◆ Source extract
* * *

Thursday, May 19, 2016

Japanese Death Poems and a few famous last words.


                  A couple years ago I did a post on this blog publishing the death poems of several famous Soto Zen priests.  The death palms of these particulars Soto Zen masters are not easy to find in one place but if you catalog back into my blog you’ll find them there people like Dogan his teacher and his students. I have decided to publish a few more of those death poems by perhaps some lesser-known Zen masters. Some will take the traditional form of the Japanese death poem and others will simply be the last words of people who may or may not have been. Zen or otherwise.

 
1.  Captain James T. Kirk, 1994,  "Least I could do... for the captain of the Enterprise. It was... fun. Oh, my. "

2. Bassui Tokusho, 20th of January, 1387 

 Look straight ahead. What's there?
  If you see it as it is
  You will never err

3. General Thomas "Stonewall" Jackson, d. 1863

  Let us cross over the river and sit in the shade of the trees.

Killed in error by his own troops at the battle of Chancellorsville during the US Civil War.



4. The last words spoken by Jeremy Brett as Sherlock Holmes : BBC production, The Adventure of the Cardboard Box from The Memoirs of Sherlock Holmes. 1994, Jeremy Brett as Sherlock Holmes, Mr. Brett died the following year 1995.

"What is the meaning of it, Watson? What is the object of this circle of misery and violence and fear? It must have a purpose, or our universe has no meaning, and that  is unthinkable. But what purpose? That  is humanity’s great problem, to which reason so far, has no answer."


5.   Dairin Soto , 27th day of January 1568

My whole life I've sharpened my sword
  And now, face to face with death
   I unsheathe it, and lo ----
   The blade is broken  ----
    Alas!

* * *

(Part of a data file)
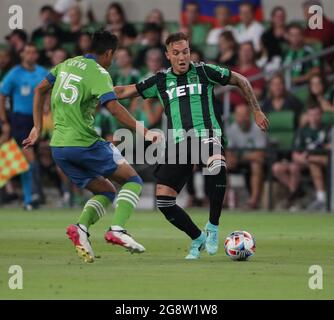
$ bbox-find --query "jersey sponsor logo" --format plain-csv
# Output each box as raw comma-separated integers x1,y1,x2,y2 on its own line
166,83,202,100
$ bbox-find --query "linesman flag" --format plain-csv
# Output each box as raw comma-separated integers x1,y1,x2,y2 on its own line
0,139,29,188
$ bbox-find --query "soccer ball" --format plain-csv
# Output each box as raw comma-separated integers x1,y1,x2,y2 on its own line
224,231,255,261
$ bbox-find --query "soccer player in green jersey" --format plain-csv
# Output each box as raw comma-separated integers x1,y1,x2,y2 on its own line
24,31,157,262
115,33,268,259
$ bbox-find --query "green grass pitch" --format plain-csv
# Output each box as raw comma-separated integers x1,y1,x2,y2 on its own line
0,209,334,300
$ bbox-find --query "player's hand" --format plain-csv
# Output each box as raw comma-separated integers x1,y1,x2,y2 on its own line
0,122,10,145
22,127,39,149
254,111,269,131
145,130,164,143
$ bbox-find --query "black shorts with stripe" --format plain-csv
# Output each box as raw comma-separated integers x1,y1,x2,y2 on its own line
154,137,225,193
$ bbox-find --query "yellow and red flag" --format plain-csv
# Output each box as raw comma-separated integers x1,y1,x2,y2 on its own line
0,139,29,188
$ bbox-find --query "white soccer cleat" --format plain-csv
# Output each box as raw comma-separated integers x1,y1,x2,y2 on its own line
66,224,94,263
104,226,145,253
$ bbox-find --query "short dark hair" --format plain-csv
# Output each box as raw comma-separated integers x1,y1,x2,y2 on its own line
287,22,304,33
117,47,133,58
270,6,286,17
92,30,118,54
143,22,162,34
39,5,54,13
165,32,189,47
239,1,255,12
22,42,38,51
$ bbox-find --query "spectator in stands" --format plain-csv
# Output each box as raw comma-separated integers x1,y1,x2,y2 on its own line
145,9,169,43
262,6,288,57
6,29,28,65
0,49,13,83
106,2,134,37
303,0,334,48
184,1,211,48
53,0,95,24
206,5,233,45
134,23,169,69
65,5,84,44
307,74,334,112
262,74,304,130
283,24,320,85
190,48,204,63
38,28,60,68
273,106,330,211
217,31,238,67
131,48,164,128
76,32,92,56
231,42,265,106
226,104,267,209
234,2,264,51
0,43,48,210
31,5,63,49
51,48,68,67
119,24,137,47
256,36,282,79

* * *

Pick up the blog post on Japanese death poems and famous last words after its final line and keep writing it.

5. Dokyo Etan, 6th of October 1721
    at the age of 80
Here in the shadow of death it is hard
  To utter the final word
   I'll only say, then
  "without saying"
  
6. Doyu , 5th of January 1256

   In all my six and fifty years
     No miracles occurred.

7. Enni Ben'en

All my Life I taught Zen to the people ---
   Nine and seventy years
He who sees not things as they are
    Will never know Zen

8. ~~ James Joyce, writer, d. 1941
   " Does nobody understand? "

9. ~~ Oscar Wilde, writer, d. November 30, 1900

"Either that wallpaper goes, or I do."

 10.      Koju, d. 25th of July, 1806

  " And if I do
    Become a spirit ----
    The Party's over. "

11. ~~ Pancho Villa, Mexican revolutionary, d. 1923

"  Don't let it end like this. Tell them I said something. "
   

12.   Takuro, d. 16th of April 1866

     Soon I shall hear
      The cuckoo's voice
       and liven up.

And for the last quote for my dear Carol.

13.  ~~ Dominique Bouhours, French grammarian, d. 1702

" I am about to -- or I am going to -- die: either expression is correct. "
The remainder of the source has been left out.